Ohio Rev.Code § 4505.13

Since Commercial had "actual and continued possession of" the manufacturer's certificates of origin, its interest in the automobiles was valid against Simonis's creditors, subsequent purchasers, secured parties, and other lienholders. However, since it authorized Simonis to sell the automobiles, its interest was not valid against a subsequent purchaser. In Mutual Finance Co. v. Kozoil, 111 Ohio App. 501, 165 N.E.2d 444 (1960), aff'd, 172 Ohio 265, 175 N.E.2d 88 (1961), the court held that where the floor plan financer knew of past sales out of trust by the dealer, it was required to deliver a certificate of title to an innocent purchaser of an automobile from the dealer. In so holding the court stated:

It seems incredible that judicial interpretation of the motor vehicle title law should find within its provisions a legislative purpose to defeat the right of an innocent purchaser for value, when the holder of the mortgage and the manufacturer's statement or certificate of origin expressly consents to exposing the automobile covered by the mortgage for sale, and actually consents to the sale, making the dealer its representative or trustee for collecting and accounting to it for the proceeds of the sale when both dealer and mortgagee are attempting to accomplish a common purpose.

"The conditions of the sale to Kozoil authorized by the mortgagee have been fully performed by the buyer; this plaintiff, having taken part in the common purpose to effect such sale, should be directed to present to this defendant a certificate of title as provided by law."

_Direction 1_
Decide whether each statement agrees with the passage on Ohio Rev.Code § 4505.13, answering yes or no and quoting the words of the passage that settle it. (a) In Mutual Finance Co. v. Kozoil, the floor plan financer knew of past sales out of trust by the dealer. (b) Commercial's interest in the automobiles was valid against a subsequent purchaser. (c) Kozoil did not perform the conditions of the sale.
The entries that follow have no connection to the passage on Ohio Rev.Code § 4505.13.

_Dataset excerpts_
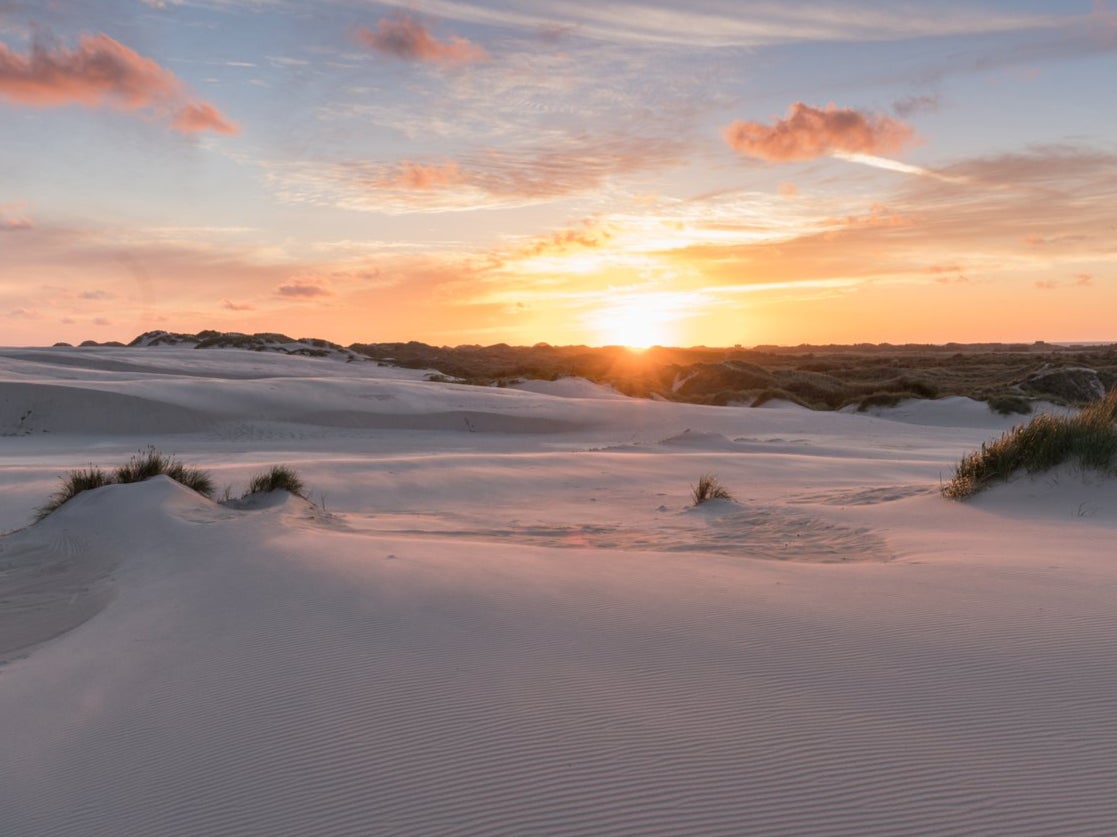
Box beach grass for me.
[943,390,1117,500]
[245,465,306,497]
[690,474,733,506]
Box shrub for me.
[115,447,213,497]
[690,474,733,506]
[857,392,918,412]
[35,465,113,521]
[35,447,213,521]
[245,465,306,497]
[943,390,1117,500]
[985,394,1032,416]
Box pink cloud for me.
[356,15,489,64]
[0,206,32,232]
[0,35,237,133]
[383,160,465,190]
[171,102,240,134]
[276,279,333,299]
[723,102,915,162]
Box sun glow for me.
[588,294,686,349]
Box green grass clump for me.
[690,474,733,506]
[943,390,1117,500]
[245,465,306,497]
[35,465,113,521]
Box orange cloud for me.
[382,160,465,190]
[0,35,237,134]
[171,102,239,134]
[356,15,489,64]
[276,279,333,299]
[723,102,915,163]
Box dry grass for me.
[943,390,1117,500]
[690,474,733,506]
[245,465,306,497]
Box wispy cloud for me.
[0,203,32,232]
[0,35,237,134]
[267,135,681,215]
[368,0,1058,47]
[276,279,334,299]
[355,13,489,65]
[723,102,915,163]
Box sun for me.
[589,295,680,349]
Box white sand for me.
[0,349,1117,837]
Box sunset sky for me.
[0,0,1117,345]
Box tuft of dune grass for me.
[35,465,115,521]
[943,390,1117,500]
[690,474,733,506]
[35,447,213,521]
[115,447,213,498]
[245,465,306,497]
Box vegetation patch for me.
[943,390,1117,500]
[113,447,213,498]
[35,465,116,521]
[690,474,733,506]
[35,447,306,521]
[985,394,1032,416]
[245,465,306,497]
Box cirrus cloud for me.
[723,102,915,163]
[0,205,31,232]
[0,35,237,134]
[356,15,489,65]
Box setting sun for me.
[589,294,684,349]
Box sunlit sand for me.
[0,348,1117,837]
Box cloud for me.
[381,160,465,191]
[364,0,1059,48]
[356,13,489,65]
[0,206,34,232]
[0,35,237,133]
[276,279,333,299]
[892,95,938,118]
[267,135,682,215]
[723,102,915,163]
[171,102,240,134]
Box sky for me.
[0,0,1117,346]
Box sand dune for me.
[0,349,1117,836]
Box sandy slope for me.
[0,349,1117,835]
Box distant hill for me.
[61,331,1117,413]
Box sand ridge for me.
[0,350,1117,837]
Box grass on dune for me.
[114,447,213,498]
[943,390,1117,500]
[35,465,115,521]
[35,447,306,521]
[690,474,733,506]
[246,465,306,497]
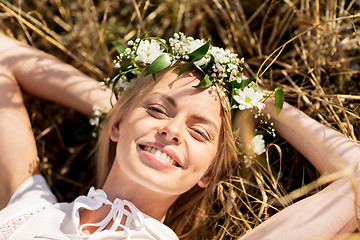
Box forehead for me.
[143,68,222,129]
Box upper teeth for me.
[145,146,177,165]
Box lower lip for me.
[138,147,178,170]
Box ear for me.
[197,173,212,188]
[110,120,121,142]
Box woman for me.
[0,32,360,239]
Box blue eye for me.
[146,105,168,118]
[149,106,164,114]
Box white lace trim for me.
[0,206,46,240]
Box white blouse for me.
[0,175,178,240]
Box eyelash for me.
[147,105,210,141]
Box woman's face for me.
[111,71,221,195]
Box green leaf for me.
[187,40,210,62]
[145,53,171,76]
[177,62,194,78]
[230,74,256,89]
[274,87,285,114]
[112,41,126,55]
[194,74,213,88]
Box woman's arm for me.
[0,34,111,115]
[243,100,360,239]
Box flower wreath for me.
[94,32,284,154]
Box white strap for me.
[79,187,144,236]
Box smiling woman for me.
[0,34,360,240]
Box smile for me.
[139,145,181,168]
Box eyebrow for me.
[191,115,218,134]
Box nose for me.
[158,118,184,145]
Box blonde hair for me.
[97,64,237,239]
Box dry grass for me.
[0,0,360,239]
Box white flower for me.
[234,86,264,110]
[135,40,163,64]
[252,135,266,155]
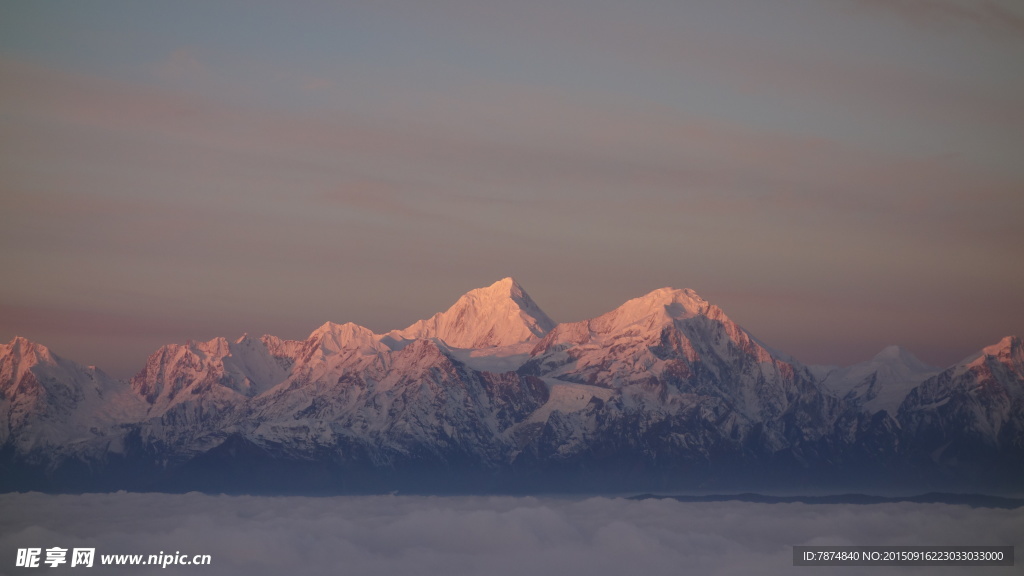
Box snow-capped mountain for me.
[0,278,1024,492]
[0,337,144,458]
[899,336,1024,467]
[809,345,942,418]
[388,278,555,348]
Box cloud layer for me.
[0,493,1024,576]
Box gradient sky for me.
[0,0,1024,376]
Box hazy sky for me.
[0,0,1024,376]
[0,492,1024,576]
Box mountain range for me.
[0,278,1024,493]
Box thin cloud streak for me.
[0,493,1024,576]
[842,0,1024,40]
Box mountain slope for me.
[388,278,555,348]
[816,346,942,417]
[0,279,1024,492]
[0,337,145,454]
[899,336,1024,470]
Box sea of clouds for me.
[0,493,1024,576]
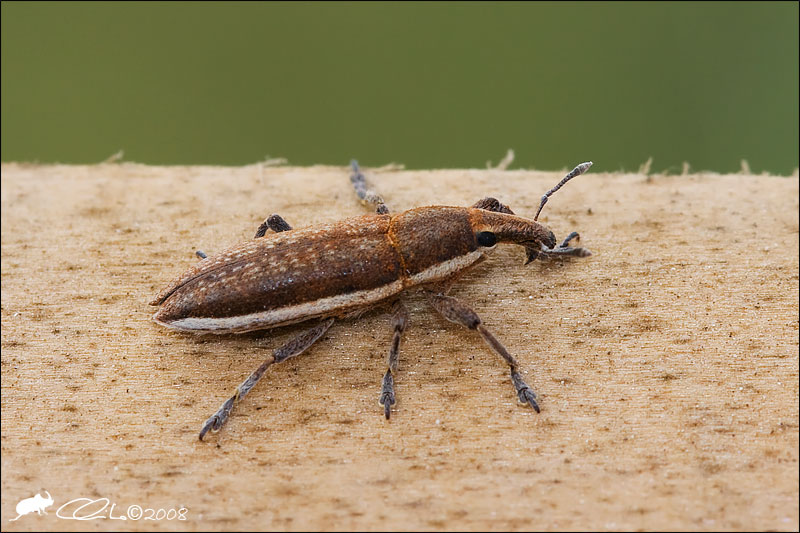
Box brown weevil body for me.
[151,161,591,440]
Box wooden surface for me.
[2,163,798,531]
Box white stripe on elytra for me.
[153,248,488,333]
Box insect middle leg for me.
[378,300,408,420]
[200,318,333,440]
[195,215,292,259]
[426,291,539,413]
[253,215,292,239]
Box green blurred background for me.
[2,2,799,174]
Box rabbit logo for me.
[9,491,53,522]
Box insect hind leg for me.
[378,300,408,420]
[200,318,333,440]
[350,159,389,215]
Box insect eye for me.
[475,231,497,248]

--

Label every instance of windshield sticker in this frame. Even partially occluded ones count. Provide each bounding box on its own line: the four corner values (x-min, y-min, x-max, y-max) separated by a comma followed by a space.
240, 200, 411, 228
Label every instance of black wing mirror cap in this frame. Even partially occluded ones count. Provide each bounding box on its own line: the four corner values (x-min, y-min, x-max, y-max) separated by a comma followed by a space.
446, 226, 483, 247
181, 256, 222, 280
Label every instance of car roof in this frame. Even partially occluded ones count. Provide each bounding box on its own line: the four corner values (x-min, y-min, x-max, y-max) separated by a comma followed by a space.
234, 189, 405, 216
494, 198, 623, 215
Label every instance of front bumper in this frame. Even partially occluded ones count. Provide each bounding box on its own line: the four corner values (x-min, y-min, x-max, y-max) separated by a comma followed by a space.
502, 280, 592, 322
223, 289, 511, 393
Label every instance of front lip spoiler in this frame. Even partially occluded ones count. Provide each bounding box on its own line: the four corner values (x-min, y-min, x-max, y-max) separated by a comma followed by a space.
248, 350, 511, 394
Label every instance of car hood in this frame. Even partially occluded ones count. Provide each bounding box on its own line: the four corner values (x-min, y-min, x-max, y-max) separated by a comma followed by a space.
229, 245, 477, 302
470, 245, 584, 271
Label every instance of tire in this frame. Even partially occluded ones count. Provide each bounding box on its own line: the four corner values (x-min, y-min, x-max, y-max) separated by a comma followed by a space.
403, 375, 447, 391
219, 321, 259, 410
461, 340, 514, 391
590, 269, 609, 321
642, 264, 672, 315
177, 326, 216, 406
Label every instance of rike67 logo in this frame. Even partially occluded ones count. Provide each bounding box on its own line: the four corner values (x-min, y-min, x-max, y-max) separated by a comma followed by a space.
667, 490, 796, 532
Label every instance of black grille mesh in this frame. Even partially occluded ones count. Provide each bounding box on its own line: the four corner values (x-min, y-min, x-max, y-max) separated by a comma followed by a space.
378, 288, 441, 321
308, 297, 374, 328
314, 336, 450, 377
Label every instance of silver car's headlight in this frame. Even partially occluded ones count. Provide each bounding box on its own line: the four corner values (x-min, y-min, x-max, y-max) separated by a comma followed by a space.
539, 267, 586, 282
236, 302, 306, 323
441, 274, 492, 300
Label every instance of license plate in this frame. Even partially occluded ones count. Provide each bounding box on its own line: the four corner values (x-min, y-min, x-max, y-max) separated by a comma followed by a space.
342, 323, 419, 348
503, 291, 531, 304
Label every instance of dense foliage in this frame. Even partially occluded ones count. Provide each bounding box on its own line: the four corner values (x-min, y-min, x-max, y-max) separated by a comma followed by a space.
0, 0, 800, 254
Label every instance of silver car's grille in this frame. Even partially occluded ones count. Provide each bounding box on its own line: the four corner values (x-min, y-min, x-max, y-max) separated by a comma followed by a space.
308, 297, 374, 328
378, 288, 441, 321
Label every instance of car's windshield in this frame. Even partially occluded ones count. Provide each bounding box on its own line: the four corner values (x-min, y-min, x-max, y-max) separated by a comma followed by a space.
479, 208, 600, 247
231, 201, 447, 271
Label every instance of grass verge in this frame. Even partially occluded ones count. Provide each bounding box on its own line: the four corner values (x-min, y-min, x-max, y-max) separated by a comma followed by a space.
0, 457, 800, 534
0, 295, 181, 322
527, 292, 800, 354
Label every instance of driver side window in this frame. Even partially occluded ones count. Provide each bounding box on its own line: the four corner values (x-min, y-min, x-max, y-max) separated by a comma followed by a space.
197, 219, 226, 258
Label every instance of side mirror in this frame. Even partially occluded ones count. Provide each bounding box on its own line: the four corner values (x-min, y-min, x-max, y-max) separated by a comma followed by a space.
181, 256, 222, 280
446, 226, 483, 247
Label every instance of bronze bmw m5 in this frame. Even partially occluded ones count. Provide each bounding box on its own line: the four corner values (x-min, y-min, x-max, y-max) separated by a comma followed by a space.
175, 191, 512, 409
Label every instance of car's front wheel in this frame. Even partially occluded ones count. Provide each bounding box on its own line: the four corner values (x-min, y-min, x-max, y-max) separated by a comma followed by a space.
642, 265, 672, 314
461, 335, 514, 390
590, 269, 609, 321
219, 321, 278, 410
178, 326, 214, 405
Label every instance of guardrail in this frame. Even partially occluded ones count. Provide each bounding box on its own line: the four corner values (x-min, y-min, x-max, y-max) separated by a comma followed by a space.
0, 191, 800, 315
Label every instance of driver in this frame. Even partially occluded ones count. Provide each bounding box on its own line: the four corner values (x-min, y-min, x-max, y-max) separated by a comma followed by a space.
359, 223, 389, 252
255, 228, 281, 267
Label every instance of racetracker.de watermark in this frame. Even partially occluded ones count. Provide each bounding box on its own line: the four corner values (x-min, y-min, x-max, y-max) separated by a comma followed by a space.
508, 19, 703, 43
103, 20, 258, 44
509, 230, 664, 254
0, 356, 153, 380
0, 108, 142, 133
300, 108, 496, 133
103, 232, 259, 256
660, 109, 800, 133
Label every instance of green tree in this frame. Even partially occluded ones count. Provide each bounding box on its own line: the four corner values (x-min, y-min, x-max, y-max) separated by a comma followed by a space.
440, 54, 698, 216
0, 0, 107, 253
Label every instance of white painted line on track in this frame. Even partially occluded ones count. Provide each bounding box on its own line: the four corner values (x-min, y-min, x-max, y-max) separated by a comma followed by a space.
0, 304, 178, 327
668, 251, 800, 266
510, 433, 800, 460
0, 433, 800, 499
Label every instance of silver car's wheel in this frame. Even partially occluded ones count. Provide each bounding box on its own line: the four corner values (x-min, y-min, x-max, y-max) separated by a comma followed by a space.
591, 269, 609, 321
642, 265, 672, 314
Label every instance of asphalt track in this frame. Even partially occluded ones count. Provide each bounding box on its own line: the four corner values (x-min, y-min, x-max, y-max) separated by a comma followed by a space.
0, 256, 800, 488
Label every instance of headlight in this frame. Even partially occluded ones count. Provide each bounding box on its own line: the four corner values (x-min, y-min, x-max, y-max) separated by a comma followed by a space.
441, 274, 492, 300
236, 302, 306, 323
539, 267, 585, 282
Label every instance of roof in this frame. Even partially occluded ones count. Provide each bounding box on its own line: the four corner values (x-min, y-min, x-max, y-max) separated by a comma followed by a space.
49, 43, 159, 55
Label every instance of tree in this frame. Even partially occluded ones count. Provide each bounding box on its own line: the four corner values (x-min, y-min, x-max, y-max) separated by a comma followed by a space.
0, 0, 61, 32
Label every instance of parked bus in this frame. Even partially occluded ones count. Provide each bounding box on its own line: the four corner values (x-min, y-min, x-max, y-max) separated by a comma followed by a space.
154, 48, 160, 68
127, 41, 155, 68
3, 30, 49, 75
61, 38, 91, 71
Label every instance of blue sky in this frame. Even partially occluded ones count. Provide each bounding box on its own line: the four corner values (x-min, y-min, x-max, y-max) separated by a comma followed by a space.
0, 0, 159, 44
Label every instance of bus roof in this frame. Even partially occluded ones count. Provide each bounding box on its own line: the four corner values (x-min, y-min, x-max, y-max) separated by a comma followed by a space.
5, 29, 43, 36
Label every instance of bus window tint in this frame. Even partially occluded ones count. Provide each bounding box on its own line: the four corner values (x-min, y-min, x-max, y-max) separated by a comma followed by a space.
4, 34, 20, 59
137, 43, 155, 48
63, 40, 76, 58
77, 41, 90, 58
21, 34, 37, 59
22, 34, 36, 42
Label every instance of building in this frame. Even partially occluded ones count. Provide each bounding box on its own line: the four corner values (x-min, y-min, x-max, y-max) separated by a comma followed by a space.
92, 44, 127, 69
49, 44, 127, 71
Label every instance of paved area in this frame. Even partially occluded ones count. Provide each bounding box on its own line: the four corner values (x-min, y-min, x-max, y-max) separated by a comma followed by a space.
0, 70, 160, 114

_Direction 2_
Express lines of the entries as a JSON list of strings, one string per line and blank lines left out. Begin at the line that has "Box forehead for me." and stop after the line that has "[0,175,178,240]".

_Full solution 1_
(a) Yes: "where the floor plan financer knew of past sales out of trust by the dealer"
(b) No: "its interest was not valid against a subsequent purchaser"
(c) No: "The conditions of the sale to Kozoil authorized by the mortgagee have been fully performed by the buyer"

_Full solution 2_
[
  "Box forehead for me.",
  "[143,68,222,129]",
  "Box upper teeth for me.",
  "[145,146,177,165]",
  "Box lower lip for me.",
  "[138,147,178,170]",
  "Box ear for me.",
  "[197,173,212,188]",
  "[110,120,121,142]",
  "Box woman for me.",
  "[0,32,360,239]",
  "Box blue eye for me.",
  "[146,105,168,118]",
  "[149,106,164,114]",
  "Box white lace trim for me.",
  "[0,206,46,240]",
  "Box white blouse for me.",
  "[0,175,178,240]"
]